**Text extract**
* BEGIN *
The international release of Echoes: The Best of Pink Floyd passed without Syd seeming to notice or care. He watched the BBC's Omnibus documentary about him but thought the film "a bit noisy". He answered the door to the Observer in 2002 in his Y-fronts and said nothing. He was later observed gardening in his semi-detached Cambridge home.
Writer Jonathan Meades told the News of the World in the Eighties about his memories of Syd in the mid-Sixties.
"This rather weird, exotic and mildly famous creature was living in this flat with these people who to some extent were pimping off him, both professionally and privately," said Meades. "There was this terrible noise. It sounded like the heating pipes shaking. I said, 'What's that?' and [they] sort of giggled and said, 'That's Syd having a bad trip. We put him in the linen cupboard.'"
Friends of Syd were quick to defend him: "Pete Townshend used to come there, and Mick and Marianne," said one. "It was an incredibly cool scene. Jonty Meades was a hanger-on, a straight cat just out of school. I'm sure we told him that version of events - but only to wind him up."
* END *
**Dataset records**
* BEGIN *
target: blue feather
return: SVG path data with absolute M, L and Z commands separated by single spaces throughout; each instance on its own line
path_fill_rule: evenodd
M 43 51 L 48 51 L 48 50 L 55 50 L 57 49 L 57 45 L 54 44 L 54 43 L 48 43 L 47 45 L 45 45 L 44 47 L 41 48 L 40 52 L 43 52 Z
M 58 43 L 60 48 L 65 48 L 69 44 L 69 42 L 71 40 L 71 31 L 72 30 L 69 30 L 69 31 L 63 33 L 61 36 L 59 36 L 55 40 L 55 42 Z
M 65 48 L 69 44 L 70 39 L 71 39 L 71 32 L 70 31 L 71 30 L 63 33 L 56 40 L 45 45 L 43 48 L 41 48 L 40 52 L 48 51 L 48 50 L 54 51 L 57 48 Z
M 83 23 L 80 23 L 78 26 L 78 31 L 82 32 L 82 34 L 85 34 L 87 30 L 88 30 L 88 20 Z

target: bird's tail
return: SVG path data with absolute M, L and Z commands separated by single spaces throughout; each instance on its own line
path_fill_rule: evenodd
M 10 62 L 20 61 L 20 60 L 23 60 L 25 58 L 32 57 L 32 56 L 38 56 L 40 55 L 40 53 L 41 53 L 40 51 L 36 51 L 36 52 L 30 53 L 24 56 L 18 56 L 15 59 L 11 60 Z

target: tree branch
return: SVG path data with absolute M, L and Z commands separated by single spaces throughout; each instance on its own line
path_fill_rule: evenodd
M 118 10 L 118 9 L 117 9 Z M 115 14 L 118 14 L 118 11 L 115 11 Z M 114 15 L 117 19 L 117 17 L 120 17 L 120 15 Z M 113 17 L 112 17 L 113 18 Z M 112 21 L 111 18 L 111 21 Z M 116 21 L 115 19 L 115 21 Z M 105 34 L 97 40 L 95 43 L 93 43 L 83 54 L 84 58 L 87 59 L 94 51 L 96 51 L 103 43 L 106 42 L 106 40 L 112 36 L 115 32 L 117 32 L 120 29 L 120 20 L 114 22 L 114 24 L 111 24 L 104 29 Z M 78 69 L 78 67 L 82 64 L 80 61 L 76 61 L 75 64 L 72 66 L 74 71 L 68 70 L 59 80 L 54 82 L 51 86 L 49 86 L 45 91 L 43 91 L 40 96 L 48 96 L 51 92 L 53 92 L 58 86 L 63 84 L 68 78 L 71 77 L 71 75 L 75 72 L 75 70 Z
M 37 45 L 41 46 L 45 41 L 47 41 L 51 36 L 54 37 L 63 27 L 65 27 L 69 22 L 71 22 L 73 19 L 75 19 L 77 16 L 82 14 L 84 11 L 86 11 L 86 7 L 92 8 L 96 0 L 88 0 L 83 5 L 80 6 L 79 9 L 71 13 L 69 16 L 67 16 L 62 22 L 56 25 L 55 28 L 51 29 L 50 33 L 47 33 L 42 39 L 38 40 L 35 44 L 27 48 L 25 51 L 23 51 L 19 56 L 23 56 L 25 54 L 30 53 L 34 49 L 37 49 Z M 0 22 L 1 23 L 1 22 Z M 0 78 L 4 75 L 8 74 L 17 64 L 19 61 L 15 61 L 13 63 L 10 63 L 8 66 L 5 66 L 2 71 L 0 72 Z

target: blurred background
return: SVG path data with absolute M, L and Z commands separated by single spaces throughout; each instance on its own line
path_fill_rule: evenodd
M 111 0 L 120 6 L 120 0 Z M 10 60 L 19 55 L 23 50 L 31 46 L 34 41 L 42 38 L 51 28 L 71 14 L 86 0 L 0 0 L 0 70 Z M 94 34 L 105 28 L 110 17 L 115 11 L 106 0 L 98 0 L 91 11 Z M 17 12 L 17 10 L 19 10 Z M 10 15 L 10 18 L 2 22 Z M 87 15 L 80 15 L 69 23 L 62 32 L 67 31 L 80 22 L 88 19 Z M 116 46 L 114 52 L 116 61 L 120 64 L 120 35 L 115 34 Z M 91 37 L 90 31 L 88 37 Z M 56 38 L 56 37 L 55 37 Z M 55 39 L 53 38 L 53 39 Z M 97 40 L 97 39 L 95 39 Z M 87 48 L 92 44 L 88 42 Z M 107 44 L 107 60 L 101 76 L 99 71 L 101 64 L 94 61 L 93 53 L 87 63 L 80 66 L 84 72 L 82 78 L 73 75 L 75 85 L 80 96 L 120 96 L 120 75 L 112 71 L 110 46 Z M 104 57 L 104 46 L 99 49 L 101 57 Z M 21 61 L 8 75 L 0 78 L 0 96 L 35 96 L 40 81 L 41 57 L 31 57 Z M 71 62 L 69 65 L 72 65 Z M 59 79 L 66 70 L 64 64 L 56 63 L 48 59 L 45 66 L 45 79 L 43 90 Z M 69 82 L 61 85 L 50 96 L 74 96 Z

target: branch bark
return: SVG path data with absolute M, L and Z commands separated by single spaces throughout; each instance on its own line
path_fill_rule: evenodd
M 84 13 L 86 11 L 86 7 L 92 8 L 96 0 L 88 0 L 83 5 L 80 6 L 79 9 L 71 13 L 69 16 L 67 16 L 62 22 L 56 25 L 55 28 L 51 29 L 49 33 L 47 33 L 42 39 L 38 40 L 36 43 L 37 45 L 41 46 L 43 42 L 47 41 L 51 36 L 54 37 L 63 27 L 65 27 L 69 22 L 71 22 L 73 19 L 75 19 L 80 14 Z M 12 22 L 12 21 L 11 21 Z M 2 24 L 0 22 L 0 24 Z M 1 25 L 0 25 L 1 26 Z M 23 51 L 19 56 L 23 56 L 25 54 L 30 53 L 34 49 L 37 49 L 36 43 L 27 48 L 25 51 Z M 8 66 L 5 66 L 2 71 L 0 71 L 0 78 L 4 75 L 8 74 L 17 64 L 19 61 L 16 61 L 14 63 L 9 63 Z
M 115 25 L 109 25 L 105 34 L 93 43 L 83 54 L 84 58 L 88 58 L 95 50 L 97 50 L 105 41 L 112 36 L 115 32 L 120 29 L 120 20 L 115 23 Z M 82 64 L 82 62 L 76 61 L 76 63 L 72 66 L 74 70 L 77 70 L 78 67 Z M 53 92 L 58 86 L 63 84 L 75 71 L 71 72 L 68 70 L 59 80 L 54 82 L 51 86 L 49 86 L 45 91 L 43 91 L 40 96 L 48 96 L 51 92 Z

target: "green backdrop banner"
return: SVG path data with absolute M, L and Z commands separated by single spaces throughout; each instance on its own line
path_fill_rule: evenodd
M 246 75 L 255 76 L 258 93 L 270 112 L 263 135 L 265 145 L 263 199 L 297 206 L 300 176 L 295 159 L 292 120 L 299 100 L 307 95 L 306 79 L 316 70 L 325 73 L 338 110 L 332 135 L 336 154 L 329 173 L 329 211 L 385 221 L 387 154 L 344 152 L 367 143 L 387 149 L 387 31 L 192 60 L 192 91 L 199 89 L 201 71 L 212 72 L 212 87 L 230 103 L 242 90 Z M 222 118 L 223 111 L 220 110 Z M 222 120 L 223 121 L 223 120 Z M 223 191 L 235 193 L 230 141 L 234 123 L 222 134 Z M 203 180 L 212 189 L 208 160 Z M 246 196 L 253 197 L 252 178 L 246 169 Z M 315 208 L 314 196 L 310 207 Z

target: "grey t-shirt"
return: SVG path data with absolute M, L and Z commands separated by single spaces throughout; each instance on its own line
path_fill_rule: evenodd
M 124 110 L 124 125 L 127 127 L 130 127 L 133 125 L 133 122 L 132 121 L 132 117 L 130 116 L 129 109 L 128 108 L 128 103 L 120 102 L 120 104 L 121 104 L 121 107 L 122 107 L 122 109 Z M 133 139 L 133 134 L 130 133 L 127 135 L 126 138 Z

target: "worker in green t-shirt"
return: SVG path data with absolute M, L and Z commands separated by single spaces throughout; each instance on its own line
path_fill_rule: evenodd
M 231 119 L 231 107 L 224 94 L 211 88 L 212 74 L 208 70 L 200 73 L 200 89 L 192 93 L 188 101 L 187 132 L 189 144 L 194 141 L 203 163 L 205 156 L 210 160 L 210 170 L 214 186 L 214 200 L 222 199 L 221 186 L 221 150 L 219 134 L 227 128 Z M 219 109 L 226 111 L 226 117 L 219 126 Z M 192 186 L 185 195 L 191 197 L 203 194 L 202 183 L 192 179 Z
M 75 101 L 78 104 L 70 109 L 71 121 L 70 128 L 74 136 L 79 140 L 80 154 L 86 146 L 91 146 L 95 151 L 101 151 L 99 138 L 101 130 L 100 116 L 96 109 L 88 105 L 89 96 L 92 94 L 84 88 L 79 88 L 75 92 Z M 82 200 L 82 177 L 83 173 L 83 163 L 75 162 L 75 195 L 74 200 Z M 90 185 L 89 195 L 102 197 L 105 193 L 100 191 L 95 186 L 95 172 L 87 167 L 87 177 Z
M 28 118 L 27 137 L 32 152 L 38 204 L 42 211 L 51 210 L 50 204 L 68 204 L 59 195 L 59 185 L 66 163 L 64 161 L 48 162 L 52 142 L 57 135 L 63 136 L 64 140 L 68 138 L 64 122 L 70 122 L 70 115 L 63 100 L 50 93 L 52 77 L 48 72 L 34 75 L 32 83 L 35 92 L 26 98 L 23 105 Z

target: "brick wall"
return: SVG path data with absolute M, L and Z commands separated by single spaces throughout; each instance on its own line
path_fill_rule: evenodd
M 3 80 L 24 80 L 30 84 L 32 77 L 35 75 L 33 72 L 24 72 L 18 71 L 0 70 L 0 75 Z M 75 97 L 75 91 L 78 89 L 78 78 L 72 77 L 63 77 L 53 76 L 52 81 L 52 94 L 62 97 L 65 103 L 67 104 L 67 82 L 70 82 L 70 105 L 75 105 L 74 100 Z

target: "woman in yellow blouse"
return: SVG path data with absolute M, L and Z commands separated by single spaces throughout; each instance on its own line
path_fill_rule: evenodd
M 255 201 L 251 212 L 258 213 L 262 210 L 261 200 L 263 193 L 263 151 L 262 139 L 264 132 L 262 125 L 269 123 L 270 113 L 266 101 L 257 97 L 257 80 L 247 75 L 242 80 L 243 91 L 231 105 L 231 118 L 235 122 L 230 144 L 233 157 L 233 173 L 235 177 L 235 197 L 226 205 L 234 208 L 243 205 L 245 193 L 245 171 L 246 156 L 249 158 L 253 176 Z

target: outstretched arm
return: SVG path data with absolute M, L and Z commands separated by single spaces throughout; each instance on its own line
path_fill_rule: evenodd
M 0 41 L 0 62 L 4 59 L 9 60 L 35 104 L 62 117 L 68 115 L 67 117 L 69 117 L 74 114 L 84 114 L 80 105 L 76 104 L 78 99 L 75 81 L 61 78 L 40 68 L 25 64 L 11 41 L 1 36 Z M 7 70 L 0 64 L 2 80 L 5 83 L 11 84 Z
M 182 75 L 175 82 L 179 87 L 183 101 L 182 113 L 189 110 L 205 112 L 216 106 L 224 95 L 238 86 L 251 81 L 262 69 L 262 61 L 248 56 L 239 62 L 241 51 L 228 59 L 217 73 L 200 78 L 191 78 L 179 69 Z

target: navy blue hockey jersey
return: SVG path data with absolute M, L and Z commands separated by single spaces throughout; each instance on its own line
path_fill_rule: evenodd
* END *
**Stated task**
Extend the passage about Syd above, starting after its final sentence.

**The response**
Whatever the coolness or otherwise of that scene, the undeniably tragic truth was that Syd Barrett's life was destroyed by drugs. Another friend of Barrett's, Sue Kingsford, recalled that in 1967 he regularly visited her to buy LSD from a "heavy" drug dealer called Captain Bob in the basement of her flat in Beaufort Street in London.
Future Floyd member Dave Gilmour, who would replace Syd in the band, mused that: "Syd didn't need encouraging. If drugs were going, he'd take them by the shovelful."
Rogers once said that "Syd was being fed acid". There are reports of Syd locking his then lover and flatmate Lindsay Corner in her room for three days, feeding her biscuits under the door before hitting her over the head with a guitar.
There were other reports that Syd suddenly failed to recognise people he had known for years. (Ironically, when a fat and eyebrowless Syd turned up unannounced at Floyd's recording sessions for 1975's Wish You Were Here , his former bandmates didn't recognise him at first.) During the band's American tour in '67, Syd went into total meltdown. In the dressing-room at the Cheetah Club in Santa Monica, Barrett demanded a jar of Brylcreem and poured it on his head. Waters remembered that "as the gunk melted, it slipped down his face until Barrett resembled 'a gutted candle'". Syd then produced a bottle of Mandrax, crushed them into the heap on the floor before taking the stage. According to reports, Syd, under the lights, looked like he was "decomposing on stage". His mind was certainly going. And it was only the beginning of the slow death of Syd Barrett's mind.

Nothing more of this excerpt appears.